TEXT:
____________________

All images courtesy of Roadside Attractions
At one point or another, we all have been faced with the dilemma of going to a dinner party where we do no know anyone but the host. For many, this can cause social anxiety and also dreaded moments of awkward small talk. In addition to presenting yourself thoughtfully and participating in proper dining room etiquette, there is always a lingering feeling of acceptance. You want to feel like you belong and, to a certain degree, impress your fellow guests. In Miguel Arteta’s BEATRIZ AT DINNER, the social anxiety is cranked up to full blast as very timely issues surface between the soft-spoken, yet strong-minded Beatriz and a self-centered, arrogant businessman to provide rousing dinner conversation and, in turn, one delightfully intense of a film about the division of class and race.
Salma Hayek steps into the role of the titular Beatriz, a spiritual immigrant who is grounded in the world of holistic healing. When she visits one of her well-meaning one-percenter client Kathy (Connie Britton) at her Newport Beach mansion, her car breaks down. Being the nice and welcoming woman she is, Kathy invites her to stay for a dinner party against the wishes of her more uptight husband (David Warshofsky).
She may seem like a fish out of water, but Beatriz is at ease in this foreign environment as she mingles with the guests including successful lawyer Alex (Jay Duplass), his wife Shannon (Chloe Sevigny), no-nonsense businessman Doug Strutt (John Lithgow) and his wife Jeana (Amy Landecker). The mood changes from cordial to aggressive once they sit down for dinner and Doug starts talking about his ruthless business practices and bragging about his hunting escapades in Africa. With each unfiltered anecdote of privilege Beatriz slowly becomes more and more unraveled and eventually let’s out a surprising outburst of rage that surprises the guests and herself. Needless to say, things get lit and it is joy — and a heartbreaking spectacle to watch.

____________________

DATA:
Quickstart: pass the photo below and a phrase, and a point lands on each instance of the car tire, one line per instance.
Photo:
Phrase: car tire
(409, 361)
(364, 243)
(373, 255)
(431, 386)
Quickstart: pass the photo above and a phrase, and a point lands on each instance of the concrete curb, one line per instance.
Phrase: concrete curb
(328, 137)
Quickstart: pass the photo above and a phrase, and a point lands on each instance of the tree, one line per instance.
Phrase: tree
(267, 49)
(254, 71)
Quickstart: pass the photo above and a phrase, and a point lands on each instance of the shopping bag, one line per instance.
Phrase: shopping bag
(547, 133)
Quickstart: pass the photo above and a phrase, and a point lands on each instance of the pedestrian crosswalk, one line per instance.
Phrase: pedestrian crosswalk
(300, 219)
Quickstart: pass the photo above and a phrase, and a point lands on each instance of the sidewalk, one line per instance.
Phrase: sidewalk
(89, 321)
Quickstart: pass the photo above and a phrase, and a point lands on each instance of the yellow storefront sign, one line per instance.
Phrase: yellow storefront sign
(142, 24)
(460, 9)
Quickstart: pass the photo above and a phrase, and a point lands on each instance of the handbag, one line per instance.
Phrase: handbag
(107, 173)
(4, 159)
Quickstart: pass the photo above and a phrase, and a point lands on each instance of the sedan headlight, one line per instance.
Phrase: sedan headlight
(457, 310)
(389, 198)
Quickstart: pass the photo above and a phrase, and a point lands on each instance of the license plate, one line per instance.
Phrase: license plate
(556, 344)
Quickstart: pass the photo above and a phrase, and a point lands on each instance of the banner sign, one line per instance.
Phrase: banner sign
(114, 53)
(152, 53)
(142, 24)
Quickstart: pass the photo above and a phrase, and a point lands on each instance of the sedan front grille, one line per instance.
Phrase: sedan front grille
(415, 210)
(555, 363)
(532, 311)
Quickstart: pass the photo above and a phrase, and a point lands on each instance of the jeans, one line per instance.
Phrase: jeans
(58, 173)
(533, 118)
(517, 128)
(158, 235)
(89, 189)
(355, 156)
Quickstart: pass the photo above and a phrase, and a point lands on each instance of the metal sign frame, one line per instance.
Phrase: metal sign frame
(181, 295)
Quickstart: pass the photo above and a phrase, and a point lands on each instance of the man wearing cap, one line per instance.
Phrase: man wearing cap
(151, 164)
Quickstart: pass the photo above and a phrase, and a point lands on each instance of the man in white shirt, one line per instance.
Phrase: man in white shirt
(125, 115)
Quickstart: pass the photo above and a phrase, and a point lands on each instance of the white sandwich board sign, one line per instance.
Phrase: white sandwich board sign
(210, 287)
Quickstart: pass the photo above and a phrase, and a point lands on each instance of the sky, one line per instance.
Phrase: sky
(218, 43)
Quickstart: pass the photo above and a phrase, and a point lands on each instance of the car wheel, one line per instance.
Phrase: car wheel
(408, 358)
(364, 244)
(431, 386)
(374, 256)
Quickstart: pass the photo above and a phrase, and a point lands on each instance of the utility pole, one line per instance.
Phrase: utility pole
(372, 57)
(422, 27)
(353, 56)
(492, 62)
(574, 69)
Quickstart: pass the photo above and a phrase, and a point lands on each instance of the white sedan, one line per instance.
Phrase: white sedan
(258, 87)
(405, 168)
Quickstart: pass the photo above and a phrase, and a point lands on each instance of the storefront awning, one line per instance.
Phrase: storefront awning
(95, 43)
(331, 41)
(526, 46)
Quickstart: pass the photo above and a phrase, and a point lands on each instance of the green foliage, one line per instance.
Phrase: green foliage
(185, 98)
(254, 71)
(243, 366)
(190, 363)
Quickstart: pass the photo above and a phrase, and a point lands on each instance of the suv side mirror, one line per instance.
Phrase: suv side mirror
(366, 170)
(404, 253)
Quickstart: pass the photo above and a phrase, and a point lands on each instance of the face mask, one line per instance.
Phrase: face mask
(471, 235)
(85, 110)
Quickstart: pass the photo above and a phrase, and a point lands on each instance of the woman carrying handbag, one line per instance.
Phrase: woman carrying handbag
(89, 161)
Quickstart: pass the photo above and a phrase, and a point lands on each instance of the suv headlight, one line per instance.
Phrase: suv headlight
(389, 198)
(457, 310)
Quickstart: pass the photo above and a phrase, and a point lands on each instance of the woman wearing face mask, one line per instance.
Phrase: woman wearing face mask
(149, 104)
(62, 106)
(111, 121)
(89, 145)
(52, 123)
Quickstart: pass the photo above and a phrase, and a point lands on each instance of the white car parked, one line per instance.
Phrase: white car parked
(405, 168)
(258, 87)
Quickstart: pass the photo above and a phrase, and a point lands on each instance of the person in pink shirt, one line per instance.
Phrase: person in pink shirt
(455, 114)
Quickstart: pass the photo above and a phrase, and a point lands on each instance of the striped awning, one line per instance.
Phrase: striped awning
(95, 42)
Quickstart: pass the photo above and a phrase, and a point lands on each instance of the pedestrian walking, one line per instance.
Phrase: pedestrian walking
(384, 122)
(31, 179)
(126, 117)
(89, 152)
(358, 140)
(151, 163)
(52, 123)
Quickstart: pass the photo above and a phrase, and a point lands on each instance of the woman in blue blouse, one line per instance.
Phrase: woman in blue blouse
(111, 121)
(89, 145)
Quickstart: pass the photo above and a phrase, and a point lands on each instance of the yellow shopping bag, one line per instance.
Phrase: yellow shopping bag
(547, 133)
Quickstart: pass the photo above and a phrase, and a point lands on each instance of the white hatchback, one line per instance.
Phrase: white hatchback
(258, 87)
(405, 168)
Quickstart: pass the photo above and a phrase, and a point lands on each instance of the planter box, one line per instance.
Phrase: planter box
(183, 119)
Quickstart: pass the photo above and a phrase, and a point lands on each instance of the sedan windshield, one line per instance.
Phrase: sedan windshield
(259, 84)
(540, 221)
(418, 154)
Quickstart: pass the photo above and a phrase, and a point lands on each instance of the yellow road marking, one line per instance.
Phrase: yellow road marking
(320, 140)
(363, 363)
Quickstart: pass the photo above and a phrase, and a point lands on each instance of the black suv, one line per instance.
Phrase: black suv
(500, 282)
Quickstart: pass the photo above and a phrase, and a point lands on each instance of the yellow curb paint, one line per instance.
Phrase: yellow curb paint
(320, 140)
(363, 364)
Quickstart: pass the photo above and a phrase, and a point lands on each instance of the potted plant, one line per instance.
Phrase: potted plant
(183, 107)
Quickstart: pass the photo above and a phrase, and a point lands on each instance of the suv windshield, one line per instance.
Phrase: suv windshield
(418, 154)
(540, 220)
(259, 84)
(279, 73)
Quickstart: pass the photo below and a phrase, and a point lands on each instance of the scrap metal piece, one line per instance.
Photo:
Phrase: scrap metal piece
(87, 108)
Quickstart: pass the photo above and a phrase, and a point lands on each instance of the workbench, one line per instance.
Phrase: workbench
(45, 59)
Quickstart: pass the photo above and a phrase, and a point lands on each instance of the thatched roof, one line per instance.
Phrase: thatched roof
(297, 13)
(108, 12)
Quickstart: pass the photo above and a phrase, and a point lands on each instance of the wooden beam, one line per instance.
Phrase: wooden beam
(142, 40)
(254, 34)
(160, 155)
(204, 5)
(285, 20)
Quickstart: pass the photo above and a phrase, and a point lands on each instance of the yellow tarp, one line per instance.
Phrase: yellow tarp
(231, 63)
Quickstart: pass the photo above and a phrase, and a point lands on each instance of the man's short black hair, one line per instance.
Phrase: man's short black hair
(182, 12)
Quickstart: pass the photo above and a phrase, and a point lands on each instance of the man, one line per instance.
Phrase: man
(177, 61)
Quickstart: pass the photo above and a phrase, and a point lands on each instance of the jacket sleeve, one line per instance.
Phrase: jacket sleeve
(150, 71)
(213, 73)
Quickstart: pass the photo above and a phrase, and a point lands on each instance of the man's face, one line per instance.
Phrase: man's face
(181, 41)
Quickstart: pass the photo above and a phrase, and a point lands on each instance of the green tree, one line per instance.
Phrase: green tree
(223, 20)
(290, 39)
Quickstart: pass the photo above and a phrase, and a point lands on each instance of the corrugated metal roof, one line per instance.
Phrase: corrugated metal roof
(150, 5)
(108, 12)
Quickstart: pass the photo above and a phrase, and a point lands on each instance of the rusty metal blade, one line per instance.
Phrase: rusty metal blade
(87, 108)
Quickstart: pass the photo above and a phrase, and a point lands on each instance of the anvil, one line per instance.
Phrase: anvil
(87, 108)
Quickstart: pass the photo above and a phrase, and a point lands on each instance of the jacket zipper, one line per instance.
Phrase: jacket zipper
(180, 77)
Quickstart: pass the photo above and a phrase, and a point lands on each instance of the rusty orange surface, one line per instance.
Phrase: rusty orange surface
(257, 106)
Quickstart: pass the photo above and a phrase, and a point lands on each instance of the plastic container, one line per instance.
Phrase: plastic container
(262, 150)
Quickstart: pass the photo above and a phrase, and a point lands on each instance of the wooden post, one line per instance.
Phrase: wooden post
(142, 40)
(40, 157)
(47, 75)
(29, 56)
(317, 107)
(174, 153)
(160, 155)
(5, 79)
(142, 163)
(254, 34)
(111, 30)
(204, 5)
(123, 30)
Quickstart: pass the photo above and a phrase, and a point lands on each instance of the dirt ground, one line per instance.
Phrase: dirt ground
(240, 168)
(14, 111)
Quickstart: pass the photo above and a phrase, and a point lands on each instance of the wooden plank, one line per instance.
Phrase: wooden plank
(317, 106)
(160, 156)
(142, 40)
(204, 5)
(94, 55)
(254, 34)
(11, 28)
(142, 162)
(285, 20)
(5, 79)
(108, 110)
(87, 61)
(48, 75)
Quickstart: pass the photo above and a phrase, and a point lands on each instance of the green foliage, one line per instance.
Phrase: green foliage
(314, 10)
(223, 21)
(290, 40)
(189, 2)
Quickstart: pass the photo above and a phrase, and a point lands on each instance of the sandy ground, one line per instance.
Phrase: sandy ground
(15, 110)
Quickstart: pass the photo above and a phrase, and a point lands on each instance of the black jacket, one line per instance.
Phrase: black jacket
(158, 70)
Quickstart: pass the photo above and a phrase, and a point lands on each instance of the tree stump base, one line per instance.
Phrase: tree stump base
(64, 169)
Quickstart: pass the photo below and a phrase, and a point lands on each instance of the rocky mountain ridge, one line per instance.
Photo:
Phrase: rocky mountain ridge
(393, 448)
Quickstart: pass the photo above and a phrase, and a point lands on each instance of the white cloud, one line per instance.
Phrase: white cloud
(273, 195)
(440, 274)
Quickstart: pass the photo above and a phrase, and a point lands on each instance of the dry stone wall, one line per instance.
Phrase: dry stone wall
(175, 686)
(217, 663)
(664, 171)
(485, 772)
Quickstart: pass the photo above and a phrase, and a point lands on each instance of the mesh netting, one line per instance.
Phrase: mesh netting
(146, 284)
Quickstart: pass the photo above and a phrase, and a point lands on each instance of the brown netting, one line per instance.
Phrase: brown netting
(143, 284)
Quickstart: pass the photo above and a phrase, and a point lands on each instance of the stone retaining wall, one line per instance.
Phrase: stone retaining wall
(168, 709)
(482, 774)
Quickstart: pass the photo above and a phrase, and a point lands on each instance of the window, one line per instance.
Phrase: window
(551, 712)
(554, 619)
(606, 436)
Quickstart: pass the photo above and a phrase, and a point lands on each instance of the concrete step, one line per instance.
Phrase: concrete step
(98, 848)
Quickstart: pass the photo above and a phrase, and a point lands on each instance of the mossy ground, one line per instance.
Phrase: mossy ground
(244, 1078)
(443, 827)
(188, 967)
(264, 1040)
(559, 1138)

____________________

PROBLEM STATEMENT:
According to the film review, in which city is Kathy's mansion located?

ANSWER FOR THE TASK:
Newport Beach